Given task: Pull out every line in the listing below that contains the string "rock", matching case exactly.

[Begin Excerpted records]

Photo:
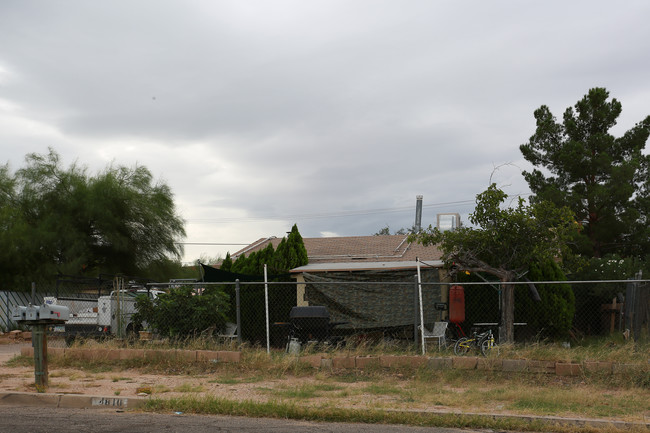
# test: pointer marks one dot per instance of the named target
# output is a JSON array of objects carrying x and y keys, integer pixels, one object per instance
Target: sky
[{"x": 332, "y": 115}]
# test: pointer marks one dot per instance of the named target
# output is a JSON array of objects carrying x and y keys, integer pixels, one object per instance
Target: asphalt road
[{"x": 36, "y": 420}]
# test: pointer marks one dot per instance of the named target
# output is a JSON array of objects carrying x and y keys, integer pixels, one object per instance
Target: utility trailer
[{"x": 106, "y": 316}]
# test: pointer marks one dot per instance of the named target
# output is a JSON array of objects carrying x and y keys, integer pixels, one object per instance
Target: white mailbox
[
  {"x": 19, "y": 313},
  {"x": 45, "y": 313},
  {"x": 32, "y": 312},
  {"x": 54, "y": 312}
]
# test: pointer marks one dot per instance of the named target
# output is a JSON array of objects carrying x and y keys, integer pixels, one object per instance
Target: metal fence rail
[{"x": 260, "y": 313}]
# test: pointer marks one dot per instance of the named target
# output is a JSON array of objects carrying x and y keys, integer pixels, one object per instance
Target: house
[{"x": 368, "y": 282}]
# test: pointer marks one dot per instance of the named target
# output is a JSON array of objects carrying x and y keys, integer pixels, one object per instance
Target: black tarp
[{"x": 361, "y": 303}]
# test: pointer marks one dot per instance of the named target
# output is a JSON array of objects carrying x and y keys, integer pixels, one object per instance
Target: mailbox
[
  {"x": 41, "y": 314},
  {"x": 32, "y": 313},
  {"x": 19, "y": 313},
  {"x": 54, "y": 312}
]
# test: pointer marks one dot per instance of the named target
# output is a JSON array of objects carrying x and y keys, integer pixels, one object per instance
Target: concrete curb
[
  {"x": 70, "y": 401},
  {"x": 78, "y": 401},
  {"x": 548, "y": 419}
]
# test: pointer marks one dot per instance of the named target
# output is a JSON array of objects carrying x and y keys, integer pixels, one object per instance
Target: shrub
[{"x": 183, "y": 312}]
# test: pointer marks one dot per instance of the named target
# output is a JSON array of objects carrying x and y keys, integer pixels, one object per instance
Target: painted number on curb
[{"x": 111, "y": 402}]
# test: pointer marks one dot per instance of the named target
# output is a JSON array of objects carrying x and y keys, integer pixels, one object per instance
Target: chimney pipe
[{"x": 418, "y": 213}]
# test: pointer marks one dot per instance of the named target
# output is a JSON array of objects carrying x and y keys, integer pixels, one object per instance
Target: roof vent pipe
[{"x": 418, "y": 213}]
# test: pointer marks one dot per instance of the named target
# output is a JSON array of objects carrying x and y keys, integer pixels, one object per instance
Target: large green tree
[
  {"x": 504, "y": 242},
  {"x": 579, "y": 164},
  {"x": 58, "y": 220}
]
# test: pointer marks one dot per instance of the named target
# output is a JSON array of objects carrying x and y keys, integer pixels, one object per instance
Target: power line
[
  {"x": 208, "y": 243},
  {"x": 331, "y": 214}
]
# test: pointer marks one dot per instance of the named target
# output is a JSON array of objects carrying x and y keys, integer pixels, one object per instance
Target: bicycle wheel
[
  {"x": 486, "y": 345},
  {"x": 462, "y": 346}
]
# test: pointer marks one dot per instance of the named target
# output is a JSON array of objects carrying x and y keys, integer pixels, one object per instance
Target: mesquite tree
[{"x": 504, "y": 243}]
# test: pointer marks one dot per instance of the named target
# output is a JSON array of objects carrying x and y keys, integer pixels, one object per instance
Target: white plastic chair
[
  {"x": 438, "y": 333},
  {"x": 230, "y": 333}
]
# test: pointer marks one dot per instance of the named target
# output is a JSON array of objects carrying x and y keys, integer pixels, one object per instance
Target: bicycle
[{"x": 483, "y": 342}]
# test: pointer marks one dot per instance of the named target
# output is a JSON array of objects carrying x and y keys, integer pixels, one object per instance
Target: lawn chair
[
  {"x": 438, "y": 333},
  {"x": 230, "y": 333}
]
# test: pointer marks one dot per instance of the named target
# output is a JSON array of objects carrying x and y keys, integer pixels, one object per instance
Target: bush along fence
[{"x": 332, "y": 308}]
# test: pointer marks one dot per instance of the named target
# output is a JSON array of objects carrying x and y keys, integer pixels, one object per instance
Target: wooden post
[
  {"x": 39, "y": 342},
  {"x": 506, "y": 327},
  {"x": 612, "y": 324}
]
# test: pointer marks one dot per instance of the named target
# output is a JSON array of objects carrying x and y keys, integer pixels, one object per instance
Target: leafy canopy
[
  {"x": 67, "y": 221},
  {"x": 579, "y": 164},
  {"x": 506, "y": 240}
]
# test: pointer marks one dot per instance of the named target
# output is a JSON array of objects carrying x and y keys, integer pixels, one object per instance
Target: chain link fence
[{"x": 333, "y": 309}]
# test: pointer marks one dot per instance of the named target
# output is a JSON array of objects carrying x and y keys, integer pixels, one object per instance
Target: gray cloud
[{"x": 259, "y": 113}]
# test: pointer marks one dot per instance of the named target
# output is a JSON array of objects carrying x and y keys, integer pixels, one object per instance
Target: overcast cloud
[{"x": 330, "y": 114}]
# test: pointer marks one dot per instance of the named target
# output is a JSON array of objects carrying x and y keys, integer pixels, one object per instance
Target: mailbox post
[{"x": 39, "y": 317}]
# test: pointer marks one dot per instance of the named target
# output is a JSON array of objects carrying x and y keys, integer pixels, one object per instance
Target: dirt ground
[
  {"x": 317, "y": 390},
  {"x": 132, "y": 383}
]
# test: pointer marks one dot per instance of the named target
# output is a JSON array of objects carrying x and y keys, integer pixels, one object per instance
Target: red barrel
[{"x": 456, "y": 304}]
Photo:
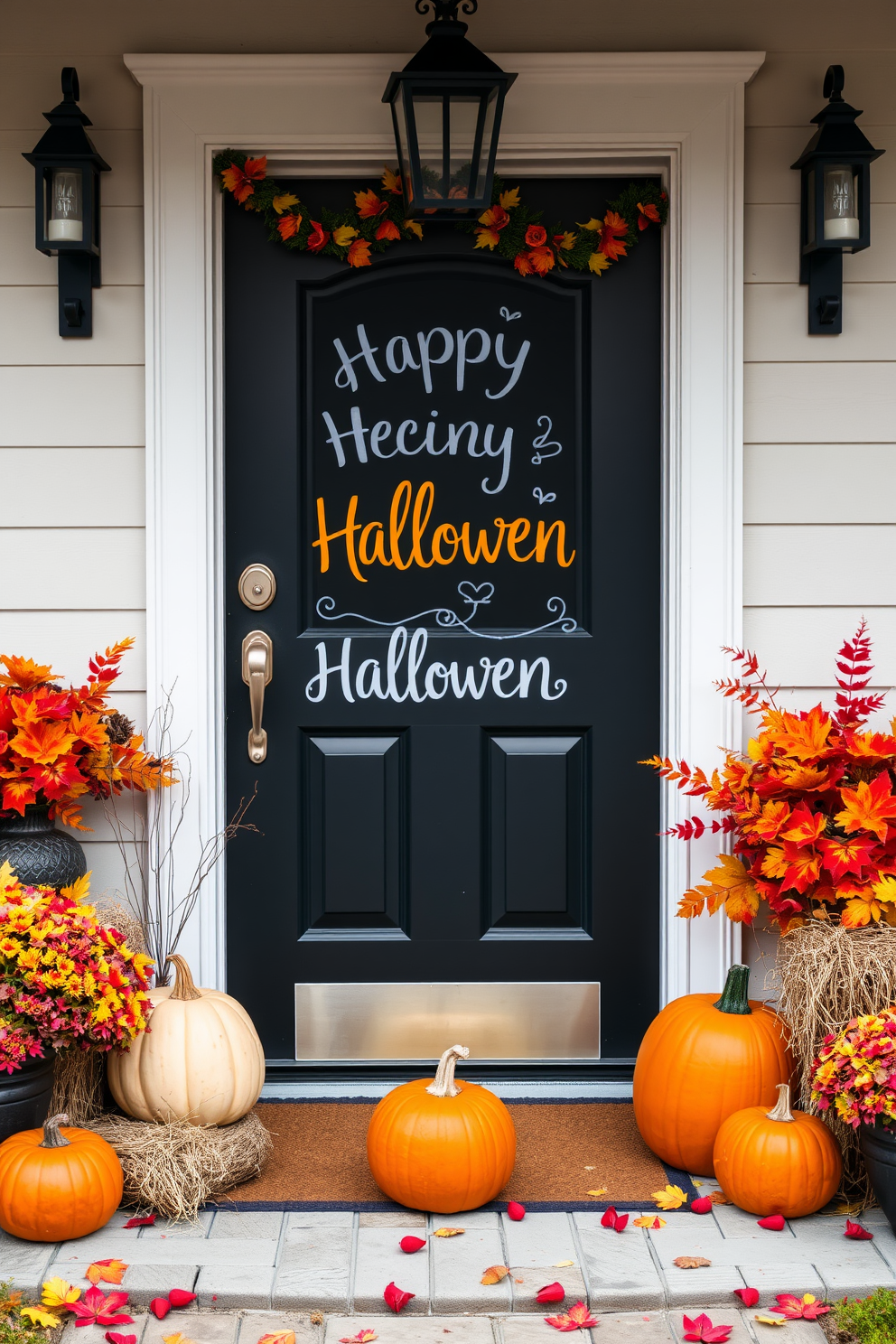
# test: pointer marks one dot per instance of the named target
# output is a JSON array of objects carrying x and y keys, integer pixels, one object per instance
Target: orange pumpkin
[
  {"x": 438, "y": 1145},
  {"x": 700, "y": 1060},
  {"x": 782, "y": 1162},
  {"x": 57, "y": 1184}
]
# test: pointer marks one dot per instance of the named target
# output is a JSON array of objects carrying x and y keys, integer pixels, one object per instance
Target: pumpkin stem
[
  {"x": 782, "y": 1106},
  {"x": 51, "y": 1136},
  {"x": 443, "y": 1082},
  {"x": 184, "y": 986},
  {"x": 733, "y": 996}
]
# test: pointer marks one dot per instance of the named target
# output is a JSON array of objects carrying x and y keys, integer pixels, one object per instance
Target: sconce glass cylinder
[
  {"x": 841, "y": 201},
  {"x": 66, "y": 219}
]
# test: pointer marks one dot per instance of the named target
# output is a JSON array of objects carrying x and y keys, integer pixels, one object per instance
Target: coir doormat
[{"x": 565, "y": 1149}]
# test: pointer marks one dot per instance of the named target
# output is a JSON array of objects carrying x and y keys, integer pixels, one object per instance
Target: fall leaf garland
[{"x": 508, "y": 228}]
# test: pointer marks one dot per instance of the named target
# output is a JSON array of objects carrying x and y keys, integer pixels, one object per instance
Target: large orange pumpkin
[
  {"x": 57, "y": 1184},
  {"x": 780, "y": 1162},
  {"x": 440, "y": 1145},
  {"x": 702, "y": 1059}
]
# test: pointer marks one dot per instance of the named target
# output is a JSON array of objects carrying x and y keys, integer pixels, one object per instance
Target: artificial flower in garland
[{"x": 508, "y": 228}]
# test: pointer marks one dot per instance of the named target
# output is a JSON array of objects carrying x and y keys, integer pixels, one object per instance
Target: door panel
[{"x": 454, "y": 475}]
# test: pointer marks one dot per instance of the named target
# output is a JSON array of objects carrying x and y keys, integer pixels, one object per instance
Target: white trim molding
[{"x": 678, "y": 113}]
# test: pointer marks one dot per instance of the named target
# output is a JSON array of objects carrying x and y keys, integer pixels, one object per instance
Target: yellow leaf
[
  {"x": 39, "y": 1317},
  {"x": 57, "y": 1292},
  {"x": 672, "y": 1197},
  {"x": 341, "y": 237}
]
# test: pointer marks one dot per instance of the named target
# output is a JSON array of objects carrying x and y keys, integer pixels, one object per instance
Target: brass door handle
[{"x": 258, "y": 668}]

[End Excerpted records]
[Begin Excerpted records]

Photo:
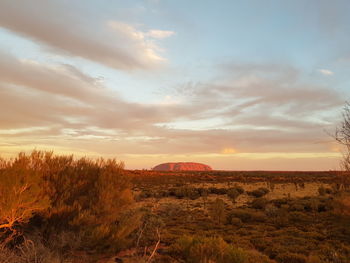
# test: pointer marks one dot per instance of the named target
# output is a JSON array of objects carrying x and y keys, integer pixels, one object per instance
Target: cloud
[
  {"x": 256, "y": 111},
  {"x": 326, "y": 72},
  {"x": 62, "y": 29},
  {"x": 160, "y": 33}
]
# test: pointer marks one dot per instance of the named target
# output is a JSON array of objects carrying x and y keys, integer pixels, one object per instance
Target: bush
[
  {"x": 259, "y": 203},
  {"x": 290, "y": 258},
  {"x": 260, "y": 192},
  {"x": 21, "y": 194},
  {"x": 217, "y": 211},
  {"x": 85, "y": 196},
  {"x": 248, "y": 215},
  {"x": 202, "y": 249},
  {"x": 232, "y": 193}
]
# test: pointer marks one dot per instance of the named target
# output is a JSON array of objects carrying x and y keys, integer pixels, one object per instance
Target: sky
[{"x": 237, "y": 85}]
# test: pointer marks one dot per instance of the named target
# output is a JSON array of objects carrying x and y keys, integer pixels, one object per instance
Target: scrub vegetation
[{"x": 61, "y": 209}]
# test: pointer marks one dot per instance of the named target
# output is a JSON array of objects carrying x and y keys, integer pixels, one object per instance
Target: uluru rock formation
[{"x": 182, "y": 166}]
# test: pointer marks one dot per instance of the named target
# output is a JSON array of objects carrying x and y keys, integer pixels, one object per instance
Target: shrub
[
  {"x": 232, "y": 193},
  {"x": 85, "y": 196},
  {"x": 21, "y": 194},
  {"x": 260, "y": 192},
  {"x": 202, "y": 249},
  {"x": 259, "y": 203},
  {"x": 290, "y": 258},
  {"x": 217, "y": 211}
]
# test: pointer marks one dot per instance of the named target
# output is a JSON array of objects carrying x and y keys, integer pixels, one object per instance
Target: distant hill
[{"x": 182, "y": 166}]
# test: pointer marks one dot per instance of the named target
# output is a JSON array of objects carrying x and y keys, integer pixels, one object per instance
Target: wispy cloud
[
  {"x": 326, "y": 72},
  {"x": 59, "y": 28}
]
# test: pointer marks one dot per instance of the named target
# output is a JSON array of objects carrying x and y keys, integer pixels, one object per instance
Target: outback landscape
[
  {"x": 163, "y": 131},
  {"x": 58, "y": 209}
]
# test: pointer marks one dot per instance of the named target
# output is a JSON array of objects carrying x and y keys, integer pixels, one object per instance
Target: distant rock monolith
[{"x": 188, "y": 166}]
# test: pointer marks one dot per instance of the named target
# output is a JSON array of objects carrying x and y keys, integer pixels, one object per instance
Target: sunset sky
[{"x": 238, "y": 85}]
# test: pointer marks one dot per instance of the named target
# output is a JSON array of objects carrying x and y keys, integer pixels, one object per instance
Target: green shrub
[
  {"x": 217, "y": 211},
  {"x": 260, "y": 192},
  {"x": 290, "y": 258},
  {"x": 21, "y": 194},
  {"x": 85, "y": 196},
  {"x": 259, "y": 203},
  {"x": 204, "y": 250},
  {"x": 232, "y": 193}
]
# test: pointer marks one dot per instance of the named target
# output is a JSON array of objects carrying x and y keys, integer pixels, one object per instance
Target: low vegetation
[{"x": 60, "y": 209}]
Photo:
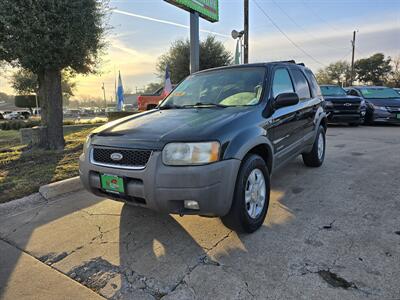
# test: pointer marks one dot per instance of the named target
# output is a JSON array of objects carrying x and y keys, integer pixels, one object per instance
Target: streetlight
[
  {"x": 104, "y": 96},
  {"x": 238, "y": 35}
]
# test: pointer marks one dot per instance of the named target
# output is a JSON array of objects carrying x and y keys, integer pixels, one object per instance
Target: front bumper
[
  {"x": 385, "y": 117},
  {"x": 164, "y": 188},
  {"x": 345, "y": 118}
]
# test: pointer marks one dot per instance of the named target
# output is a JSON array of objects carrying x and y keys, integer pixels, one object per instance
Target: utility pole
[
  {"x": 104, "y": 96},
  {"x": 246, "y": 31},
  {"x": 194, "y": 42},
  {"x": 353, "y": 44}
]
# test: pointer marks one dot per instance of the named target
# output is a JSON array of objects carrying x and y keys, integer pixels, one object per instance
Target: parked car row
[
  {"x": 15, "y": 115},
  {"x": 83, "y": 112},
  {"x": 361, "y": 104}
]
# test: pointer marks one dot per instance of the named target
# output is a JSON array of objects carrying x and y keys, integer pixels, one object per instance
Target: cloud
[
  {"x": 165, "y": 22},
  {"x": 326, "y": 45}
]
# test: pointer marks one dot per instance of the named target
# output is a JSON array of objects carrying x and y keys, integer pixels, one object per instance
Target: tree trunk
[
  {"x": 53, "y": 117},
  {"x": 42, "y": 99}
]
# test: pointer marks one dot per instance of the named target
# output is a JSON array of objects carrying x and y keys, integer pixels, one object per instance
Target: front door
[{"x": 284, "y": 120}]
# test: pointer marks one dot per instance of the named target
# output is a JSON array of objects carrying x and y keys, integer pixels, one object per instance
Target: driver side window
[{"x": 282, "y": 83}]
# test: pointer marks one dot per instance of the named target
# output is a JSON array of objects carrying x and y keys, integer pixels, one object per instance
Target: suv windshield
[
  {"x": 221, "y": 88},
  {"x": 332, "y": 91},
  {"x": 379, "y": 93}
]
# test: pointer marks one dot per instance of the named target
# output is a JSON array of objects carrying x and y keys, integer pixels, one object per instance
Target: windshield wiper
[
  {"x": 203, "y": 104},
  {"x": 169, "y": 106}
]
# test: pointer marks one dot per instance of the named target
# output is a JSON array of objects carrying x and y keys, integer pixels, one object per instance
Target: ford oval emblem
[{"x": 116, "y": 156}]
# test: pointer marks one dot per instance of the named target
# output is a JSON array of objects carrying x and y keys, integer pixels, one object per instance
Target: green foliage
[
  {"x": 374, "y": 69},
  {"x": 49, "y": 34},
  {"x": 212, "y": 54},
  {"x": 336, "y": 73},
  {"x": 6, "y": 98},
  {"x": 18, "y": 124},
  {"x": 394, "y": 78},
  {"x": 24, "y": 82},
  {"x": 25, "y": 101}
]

[End Excerpted records]
[Begin Excerpted records]

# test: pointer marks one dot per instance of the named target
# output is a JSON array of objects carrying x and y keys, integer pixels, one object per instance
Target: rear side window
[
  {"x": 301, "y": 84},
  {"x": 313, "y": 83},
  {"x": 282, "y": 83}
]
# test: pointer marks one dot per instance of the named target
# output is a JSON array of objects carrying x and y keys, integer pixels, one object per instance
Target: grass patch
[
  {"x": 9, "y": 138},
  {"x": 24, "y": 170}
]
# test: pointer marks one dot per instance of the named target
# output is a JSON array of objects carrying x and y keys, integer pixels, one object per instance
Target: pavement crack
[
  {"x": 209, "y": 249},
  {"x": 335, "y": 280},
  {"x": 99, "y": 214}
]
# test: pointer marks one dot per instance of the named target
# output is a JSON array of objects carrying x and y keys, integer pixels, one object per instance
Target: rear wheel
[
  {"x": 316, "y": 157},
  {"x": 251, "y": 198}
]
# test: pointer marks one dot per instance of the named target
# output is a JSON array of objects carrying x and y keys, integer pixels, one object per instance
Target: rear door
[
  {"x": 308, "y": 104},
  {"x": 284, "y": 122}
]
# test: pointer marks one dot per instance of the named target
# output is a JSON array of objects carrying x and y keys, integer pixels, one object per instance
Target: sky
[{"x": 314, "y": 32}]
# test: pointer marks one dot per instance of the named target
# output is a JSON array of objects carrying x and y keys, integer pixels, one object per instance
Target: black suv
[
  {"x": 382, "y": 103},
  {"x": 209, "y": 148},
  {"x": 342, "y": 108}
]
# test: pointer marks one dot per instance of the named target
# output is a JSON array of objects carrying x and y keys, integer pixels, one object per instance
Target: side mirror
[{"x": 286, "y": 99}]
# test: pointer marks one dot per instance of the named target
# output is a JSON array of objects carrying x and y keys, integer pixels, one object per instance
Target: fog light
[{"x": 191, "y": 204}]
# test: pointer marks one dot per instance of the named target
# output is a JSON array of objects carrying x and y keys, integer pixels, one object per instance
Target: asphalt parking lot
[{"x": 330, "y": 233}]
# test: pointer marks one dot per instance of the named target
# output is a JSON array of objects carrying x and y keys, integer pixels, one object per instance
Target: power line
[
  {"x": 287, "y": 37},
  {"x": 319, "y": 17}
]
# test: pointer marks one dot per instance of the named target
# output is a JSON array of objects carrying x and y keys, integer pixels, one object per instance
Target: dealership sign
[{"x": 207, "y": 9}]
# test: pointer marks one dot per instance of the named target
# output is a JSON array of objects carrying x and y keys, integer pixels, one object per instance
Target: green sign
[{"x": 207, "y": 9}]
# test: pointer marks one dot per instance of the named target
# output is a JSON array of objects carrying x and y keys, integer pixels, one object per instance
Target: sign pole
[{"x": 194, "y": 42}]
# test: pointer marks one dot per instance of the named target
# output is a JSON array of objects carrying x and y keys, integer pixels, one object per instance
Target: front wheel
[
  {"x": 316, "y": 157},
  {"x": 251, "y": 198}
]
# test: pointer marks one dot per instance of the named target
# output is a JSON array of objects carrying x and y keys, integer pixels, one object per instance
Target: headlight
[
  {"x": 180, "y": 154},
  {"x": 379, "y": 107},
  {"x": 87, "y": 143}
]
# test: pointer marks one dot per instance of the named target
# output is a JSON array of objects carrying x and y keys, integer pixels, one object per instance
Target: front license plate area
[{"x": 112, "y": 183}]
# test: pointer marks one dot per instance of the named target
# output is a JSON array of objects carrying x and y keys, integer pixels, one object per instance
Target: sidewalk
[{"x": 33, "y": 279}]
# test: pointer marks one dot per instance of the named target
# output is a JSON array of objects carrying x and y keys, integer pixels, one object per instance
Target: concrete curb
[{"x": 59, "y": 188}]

[End Excerpted records]

Reply:
Target: uluru rock formation
Target: distant rock monolith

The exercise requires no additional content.